Выбранный отрывок:
==========

Вот 22 апреля 1834 года он сообщает жене о том, что умер Аракчеев:
«...Об этом во всей России жалею я один — не удалось мне с ним свидеться и наговориться».
И потому на листе возникают два карандашных портрета — Аракчеева и Сперанского, черного и белого гениев, стоявших у врат царствования императора Александра (т. I, вклейка XXXIX)
Это магический акт заговаривания миров — этого и того света. Но ведь
и стихи — акт сугубо магический. А вот женские портреты на одном из листов в рабочей тетради (т. I, вклейка VII) — два наброска профиля сестры, мать. Ниже еще два профиля: левый перечеркнут вертикальной чертой, а справа, судя по всему, должна быть любимая бабушка Мария Алексеевна, первая пушкинская муза, та, что пела старинные песни и рассказывала «о мертвецах, о подвигах Бовы...», научила читать и писать, но, главное, — пробудила жар поэтического воображения.

==========

Данные:
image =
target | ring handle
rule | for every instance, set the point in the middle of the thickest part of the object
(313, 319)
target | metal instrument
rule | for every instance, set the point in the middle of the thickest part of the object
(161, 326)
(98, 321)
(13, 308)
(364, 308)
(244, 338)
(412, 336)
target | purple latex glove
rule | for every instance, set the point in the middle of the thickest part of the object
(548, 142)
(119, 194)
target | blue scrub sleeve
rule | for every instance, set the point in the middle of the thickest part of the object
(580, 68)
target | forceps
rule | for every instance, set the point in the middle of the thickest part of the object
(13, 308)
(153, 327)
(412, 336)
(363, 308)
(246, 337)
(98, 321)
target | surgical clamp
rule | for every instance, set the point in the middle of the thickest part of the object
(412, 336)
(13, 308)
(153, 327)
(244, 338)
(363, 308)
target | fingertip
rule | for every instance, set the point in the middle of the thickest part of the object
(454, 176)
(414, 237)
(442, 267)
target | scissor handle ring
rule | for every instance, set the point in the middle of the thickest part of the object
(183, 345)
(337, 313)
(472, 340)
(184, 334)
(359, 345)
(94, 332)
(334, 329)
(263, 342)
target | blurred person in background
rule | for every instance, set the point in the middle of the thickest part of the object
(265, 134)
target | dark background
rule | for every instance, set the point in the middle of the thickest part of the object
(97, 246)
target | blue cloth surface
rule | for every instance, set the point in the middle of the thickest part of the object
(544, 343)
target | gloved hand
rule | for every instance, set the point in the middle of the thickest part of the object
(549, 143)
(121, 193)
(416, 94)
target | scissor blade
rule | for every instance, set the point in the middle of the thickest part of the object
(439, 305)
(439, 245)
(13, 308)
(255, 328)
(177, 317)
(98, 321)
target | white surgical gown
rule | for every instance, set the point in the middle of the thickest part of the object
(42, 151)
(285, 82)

==========

Задание: Напишите продолжение выбранного отрывка о пушкинских рисунках в рабочих тетрадях. Начните сразу после его последнего предложения.

Результат:
Но про крепостную крестьянку Арину Родионовну знают все, а про бабушку Машу помнят немногие:
Наперсница волшебной старины,
Друг вымыслов игривых и печальных,
Тебя я знал во дни моей весны,
Во дни утех и снов первоначальных.
Я ждал тебя; в вечерней тишине
Являлась ты веселою старушкой
И надо мной сидела в шушуне,
В больших очках и с резвою гремушкой.
Ты, детскую качая колыбель,
Мой юный слух напевами пленила
И меж пелен оставила свирель,
Которую сама заворожила...
Это не о няне. Арина Родионовна очков за их ненадобностью не носила:
была она малограмотна, но отнюдь не стара.
Пушкиновед Нина Ивановна Грановская (она нашла в рисунках поэта портреты няни Арины Родионовны) предположила, что на хранящейся в Русском музее миниатюре «Портрет неизвестной в белом чепце» 1770-х годов (эмаль на меди, 3,5×3 см) изображена Мария Алексеевна Ганнибал.[1]
Лист с рисунками поэта подтверждает атрибуцию Н. И. Грановской.
Три самых близких Пушкину женщины. Женщины его младенчества. Все
вместе. И все на черновике стихотворения «Клеопатра».
А под ними профиль ребенка, возможно, автопортрет в детстве.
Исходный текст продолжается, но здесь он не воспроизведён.